---------- 本文 ----------
一、被告は、原告に対し、別紙物件目録(一)記載の土地について別紙登記目録記載の根抵当権設定登記の抹消登記手続をせよ。

二、訴訟費用は被告の負担とする。

事実

第一、(当事者の求めた裁判)

一、原告の請求の趣旨

主文と同旨。

二、請求の趣旨に対する被告の答弁

1.原告の請求を棄却する。

2.訴訟費用は原告の負担とする。

第二、(当事者の主張)

一、原告の請求原因

1.原告は、昭和四五年九月二二日、別紙物件目録(一)記載の土地(以下、本件土地という。)の所有者であった訴外山田清五郎(以下、訴外清五郎という。)から本件土地を買受けた。

2.被告は、本件土地について別紙登記目録記載の根抵当権設定登記(以下、本件根抵当権設定登記という。)を有している。
----------
課題 | この判決文によると、原告が本件土地を買い受けたのはいつですか。 このデータは使わなくても差し支えありません。
---------- 資料 ----------
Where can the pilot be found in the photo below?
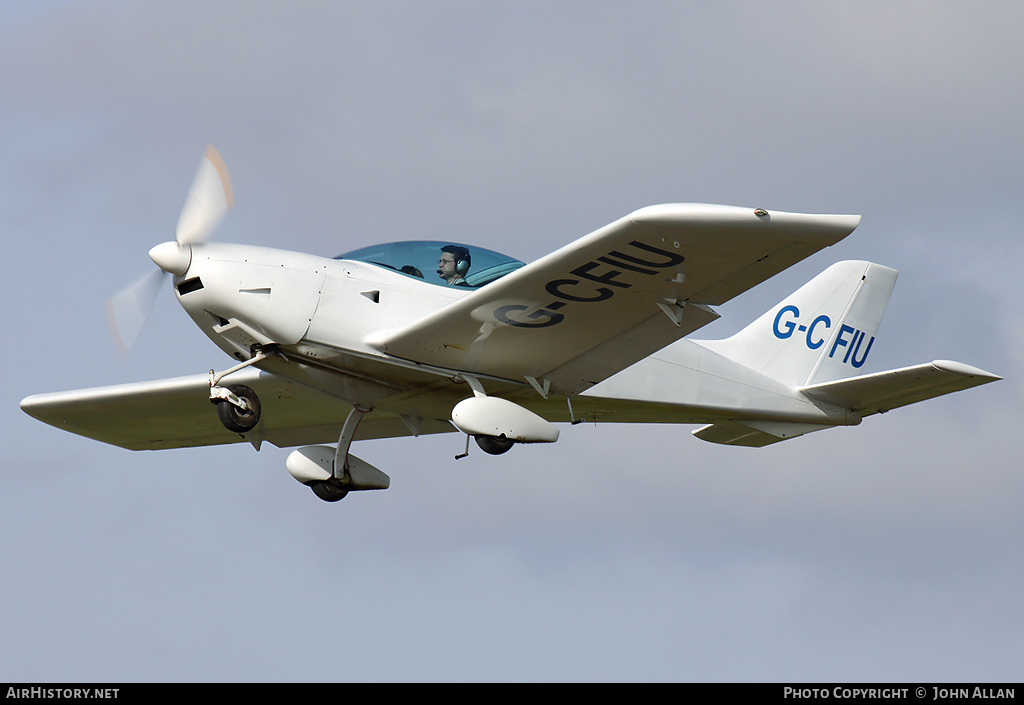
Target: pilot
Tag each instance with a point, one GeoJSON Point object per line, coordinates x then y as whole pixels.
{"type": "Point", "coordinates": [454, 264]}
----------
解答 | 原告は昭和四五年九月二二日に本件土地を買い受けました。